[TASK DIRECTIONS] Format the data below as a Markdown table with two columns, Row and Line: Row holds a running number, and Line holds one nonblank line of the data. Include every line and leave out blank lines.

[RECORD SET start]

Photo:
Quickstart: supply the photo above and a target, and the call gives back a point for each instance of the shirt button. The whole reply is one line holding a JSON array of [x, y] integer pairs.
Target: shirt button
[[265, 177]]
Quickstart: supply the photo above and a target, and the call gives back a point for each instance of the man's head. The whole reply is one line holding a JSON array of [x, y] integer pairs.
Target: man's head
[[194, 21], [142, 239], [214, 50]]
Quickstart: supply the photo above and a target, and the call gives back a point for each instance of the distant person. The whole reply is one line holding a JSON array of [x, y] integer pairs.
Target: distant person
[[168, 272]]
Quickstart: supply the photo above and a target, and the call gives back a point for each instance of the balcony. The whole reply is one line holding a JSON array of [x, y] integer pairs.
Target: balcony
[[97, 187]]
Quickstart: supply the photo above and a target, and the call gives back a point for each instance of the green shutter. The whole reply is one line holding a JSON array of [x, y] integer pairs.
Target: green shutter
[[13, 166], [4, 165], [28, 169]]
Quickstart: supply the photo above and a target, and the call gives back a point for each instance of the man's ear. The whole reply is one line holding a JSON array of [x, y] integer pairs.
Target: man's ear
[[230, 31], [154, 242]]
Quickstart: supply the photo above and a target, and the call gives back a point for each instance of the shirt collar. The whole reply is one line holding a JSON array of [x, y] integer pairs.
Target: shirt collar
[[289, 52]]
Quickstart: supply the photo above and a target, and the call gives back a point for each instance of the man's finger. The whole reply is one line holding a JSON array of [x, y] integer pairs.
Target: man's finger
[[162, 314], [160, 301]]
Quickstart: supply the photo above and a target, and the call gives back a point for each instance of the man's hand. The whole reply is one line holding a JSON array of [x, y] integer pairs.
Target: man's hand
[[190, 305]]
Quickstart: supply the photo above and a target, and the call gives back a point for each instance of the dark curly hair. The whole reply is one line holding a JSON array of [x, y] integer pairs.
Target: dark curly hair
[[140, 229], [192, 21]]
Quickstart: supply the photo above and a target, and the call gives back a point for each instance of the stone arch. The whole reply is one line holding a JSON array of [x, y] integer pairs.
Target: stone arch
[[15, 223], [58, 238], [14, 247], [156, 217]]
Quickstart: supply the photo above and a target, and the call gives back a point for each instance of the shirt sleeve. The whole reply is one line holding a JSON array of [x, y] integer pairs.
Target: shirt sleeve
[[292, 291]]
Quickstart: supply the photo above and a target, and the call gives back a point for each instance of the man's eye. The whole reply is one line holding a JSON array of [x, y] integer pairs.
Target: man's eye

[RECORD SET end]

[WRITTEN REPLY]
| Row | Line |
|---|---|
| 1 | Photo: |
| 2 | Quickstart: supply the photo above and a target, and the call gives back a point for each instance of the shirt button. The whole reply is one line holding a JSON array of [x, y] integer pairs. |
| 3 | Target: shirt button |
| 4 | [[265, 177]] |
| 5 | Quickstart: supply the photo above and a target, and the call gives back a point for each instance of the man's head. The whole reply is one line holding a JSON array of [x, y] integer pairs. |
| 6 | Target: man's head |
| 7 | [[194, 21], [142, 239], [214, 50]] |
| 8 | Quickstart: supply the photo above and a target, and the call gives back a point for each instance of the distant person. The whole reply is one line holding a JSON array of [x, y] integer pairs. |
| 9 | Target: distant person |
| 10 | [[168, 272]] |
| 11 | Quickstart: supply the photo above and a target, and the call gives back a point for each instance of the balcony. The whole reply is one line holding a JSON array of [x, y] integer pairs. |
| 12 | Target: balcony |
| 13 | [[97, 187]] |
| 14 | Quickstart: supply the photo above and a target, and the call gives back a point for each instance of the green shutter. The whole reply is one line holding a JSON array of [x, y] integer pairs. |
| 15 | Target: green shutter |
| 16 | [[13, 166], [4, 165], [28, 169]] |
| 17 | Quickstart: supply the photo above and a target, and the call gives back a point for each instance of the man's ear. The whole reply is one line holding a JSON array of [x, y] integer pairs. |
| 18 | Target: man's ear |
| 19 | [[230, 31], [154, 242]] |
| 20 | Quickstart: supply the photo above and a target, and the call gives back a point for each instance of the shirt collar. The whole reply is one line holding a JSON array of [x, y] integer pairs. |
| 21 | Target: shirt collar |
| 22 | [[289, 52]] |
| 23 | Quickstart: supply the photo above and a target, and the call gives back a point for each instance of the man's finger. The whole reply is one line holding a JSON array of [x, y] integer pairs. |
| 24 | Target: man's finger |
| 25 | [[162, 314], [160, 301]] |
| 26 | Quickstart: supply the photo above and a target, and the call gives back a point for each instance of the man's hand. The whole reply is one line holding a JSON array of [x, y] integer pairs. |
| 27 | Target: man's hand |
| 28 | [[190, 305]] |
| 29 | Quickstart: supply the photo above and a target, and the call gives back a point for each instance of the dark curly hair. The whole reply is one line holding a JSON array of [x, y] integer pairs. |
| 30 | Target: dark curly hair |
| 31 | [[140, 229], [192, 21]] |
| 32 | Quickstart: supply the photo above and a target, and the call gives back a point for each instance of the stone arch. The whole reply is one line holding a JSON array of [x, y] integer pairs. |
| 33 | Target: stone arch |
| 34 | [[15, 223], [58, 238], [14, 247], [156, 217]] |
| 35 | Quickstart: supply the photo above and a target, and the call gives back a point for each instance of the shirt sleeve. The whole reply is one line holding a JSON array of [x, y] integer pairs. |
| 36 | Target: shirt sleeve |
| 37 | [[292, 291]] |
| 38 | Quickstart: supply the photo above and a target, and the call gives back a point for each instance of the man's eye. The whole reply is one line holding a JSON array of [x, y] integer pairs. |
| 39 | Target: man's eye |